#### PROVIDED TEXT

The 500 Arahats (Rakans) are all located in the three caves over the creek.
Each of the statues of the Arahats depicts a different character of the enlightened students of the Buddha.
They are perfectly carved of slabs of stone, and they look lively, and full of emotion.
The statues are well-preserved because they were not left outdoors, exposed to the elements, but were protected by the caves.
The five hundred Arahats or Rakans were known under their Chinese name the Luo-Han.
The five hundred Luo-Han statues were carved as sitting down.
Some look up to the sky, some pray, some laugh, some reflect, some are bony, some are chubby, some are old, bold, blind, or unkempt.
The idea behind it that you can reach full enlightenment, no matter how you look.
Enlightenment is an INNER realization, and it can be achieved by anyone who is fully dedicated to the process.
There is no one rigid path, and no outer uniformity that the judging eye can detect.
Enlightened masters can look like fools or like wandering hermits, or look chubby, rich, happy or fat.
The Luo-Han statues were carved by a mason that used to live in the hot spring town of Yunotsu.
His name was Fukumitsu Hajime Tsubouchi, and along with his son and a group of other stone masons, they worked about 20 years to make the 500 statues.
The names of the patrons who donated money and food to sponsor the project, and the dates, were engraved on the back of each statue.
Although many different expressions and attitudes were created on the statues, it is said that the people in those days could see a deceased father, mother or daughter when they visited here.
The five hundred rakans were the five hundred disciples of the Buddha who transcended all human limitations and negative emotions, and who rose above earthly desires, but had not yet reached the level of the Buddha, which is realizing that we are ONE with God.
The five hundred Rakan statues are depicted as laughing, crying, preaching, looking at the sky, and praying, signifying a variety of aspects and forms of daily life.

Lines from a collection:
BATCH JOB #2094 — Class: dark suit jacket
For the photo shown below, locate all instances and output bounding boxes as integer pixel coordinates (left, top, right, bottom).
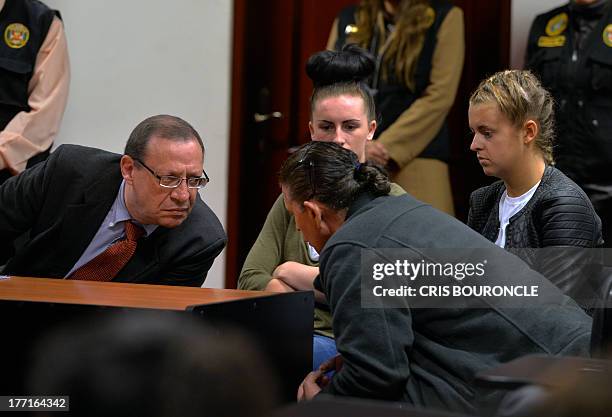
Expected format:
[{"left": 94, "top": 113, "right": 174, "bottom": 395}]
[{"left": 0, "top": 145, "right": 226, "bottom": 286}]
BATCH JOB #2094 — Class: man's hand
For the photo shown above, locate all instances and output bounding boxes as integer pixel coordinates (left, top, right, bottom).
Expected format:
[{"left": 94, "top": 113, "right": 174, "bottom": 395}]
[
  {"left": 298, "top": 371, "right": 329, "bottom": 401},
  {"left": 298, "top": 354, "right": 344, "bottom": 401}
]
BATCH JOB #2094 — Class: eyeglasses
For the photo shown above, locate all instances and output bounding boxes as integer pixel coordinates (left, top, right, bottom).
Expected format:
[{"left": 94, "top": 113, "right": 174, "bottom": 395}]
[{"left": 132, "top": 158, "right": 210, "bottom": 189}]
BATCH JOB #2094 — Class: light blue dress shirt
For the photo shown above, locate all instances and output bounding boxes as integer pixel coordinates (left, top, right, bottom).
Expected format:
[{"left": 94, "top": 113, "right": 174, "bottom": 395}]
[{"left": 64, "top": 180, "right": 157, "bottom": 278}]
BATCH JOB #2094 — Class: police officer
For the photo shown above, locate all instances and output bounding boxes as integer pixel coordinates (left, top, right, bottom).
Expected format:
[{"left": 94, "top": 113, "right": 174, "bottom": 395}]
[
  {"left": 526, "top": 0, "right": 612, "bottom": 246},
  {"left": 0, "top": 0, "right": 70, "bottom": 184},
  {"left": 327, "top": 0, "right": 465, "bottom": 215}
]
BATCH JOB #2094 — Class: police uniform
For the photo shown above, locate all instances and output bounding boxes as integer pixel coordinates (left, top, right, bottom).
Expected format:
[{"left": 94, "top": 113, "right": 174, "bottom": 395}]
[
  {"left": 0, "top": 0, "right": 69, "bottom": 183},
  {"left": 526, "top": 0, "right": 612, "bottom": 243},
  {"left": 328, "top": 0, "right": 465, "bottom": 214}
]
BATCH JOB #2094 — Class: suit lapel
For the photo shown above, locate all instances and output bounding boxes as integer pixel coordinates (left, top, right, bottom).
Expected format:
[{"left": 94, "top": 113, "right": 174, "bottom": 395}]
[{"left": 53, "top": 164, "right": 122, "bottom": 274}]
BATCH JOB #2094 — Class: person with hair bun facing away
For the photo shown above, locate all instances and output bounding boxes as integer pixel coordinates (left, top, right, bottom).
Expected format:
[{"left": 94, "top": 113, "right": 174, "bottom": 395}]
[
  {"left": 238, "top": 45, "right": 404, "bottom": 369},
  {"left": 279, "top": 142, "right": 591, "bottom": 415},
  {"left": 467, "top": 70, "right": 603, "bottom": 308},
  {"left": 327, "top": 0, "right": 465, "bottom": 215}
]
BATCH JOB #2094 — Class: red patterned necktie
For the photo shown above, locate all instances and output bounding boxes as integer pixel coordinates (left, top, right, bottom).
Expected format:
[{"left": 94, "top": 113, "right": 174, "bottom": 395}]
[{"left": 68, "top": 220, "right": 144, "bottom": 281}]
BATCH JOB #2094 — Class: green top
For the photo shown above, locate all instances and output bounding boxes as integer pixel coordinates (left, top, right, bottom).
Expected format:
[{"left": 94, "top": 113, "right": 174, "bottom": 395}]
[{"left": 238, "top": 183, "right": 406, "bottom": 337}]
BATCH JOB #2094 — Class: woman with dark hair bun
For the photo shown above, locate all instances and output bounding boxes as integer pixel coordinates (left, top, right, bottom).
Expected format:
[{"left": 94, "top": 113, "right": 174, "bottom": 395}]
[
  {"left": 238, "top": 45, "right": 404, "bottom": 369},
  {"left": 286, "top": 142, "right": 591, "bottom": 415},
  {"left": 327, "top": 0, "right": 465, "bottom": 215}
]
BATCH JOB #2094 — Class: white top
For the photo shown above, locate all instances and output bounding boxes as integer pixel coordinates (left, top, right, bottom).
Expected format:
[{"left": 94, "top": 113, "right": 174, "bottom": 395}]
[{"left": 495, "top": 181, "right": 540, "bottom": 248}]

#### PARTS OF THE EXERCISE
- A) Please extract the wording of the passage on the Rakan statues between "The five hundred Arahats" and "eye can detect.", inclusive.
- B) According to the final sentence of the passage on the Rakan statues, what are the statues depicted as doing? List each activity.
These lines have no connection to the passage on the Rakan statues.

#### ANSWER LIST
- A)
The five hundred Arahats or Rakans were known under their Chinese name the Luo-Han.
The five hundred Luo-Han statues were carved as sitting down.
Some look up to the sky, some pray, some laugh, some reflect, some are bony, some are chubby, some are old, bold, blind, or unkempt.
The idea behind it that you can reach full enlightenment, no matter how you look.
Enlightenment is an INNER realization, and it can be achieved by anyone who is fully dedicated to the process.
There is no one rigid path, and no outer uniformity that the judging eye can detect.

- B) Laughing, crying, preaching, looking at the sky, praying